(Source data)
▼

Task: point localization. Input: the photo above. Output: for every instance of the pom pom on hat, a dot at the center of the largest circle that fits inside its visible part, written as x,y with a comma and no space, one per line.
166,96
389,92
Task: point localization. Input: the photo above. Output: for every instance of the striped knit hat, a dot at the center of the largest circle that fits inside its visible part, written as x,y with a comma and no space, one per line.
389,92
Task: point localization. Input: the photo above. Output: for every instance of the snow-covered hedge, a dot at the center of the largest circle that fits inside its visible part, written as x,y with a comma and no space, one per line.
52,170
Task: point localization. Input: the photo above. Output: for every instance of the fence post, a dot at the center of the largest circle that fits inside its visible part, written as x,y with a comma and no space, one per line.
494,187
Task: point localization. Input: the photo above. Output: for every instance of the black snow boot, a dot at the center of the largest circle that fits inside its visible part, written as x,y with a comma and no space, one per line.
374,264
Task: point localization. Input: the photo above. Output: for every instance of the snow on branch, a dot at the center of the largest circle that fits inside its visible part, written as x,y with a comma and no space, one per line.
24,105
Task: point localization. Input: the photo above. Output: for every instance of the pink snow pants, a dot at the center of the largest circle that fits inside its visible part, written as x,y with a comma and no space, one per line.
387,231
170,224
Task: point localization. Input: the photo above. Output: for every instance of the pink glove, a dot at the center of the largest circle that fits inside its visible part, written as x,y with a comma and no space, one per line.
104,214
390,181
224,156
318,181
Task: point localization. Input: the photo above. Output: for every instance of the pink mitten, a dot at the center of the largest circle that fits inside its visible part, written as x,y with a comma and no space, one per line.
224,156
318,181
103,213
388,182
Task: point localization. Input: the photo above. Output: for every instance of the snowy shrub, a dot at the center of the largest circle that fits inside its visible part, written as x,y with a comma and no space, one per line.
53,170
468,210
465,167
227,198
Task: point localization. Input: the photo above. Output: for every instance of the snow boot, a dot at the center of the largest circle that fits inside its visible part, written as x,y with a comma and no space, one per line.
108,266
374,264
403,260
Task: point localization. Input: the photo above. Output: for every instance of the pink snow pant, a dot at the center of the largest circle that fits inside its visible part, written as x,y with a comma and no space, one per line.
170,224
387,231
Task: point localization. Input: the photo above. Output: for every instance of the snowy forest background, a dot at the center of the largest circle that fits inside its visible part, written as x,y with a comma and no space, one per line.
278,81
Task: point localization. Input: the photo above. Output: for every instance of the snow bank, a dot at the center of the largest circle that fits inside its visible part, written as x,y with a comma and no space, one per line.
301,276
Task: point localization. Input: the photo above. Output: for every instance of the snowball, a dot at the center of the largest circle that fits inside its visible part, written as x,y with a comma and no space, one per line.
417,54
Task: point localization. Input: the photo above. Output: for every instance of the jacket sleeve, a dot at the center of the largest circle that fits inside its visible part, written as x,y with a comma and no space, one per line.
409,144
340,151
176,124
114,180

▲

Copy exactly the line containing "snow bank, a" and every line after it, ending with the last line of the records above.

Task: point localization. Input: the photo above. Output: for every instance of the snow bank, a dot at the center of the largest circle that fits inside its visible part, written as x,y with a comma and no space, one per line.
301,276
Task: point localization. Input: the photo above. Output: for every instance of the snowball, a dot at the center of the largest circle that fits inside its visible part, written as x,y with a comma and no space, one per line.
417,54
Task: point localization. Input: the photo above. Output: for every instance of the jacket sleeve, a dot at the center of the largest circle that fits inside its visible part, written as x,y with a comma and no space, one per line.
409,144
340,151
176,124
114,180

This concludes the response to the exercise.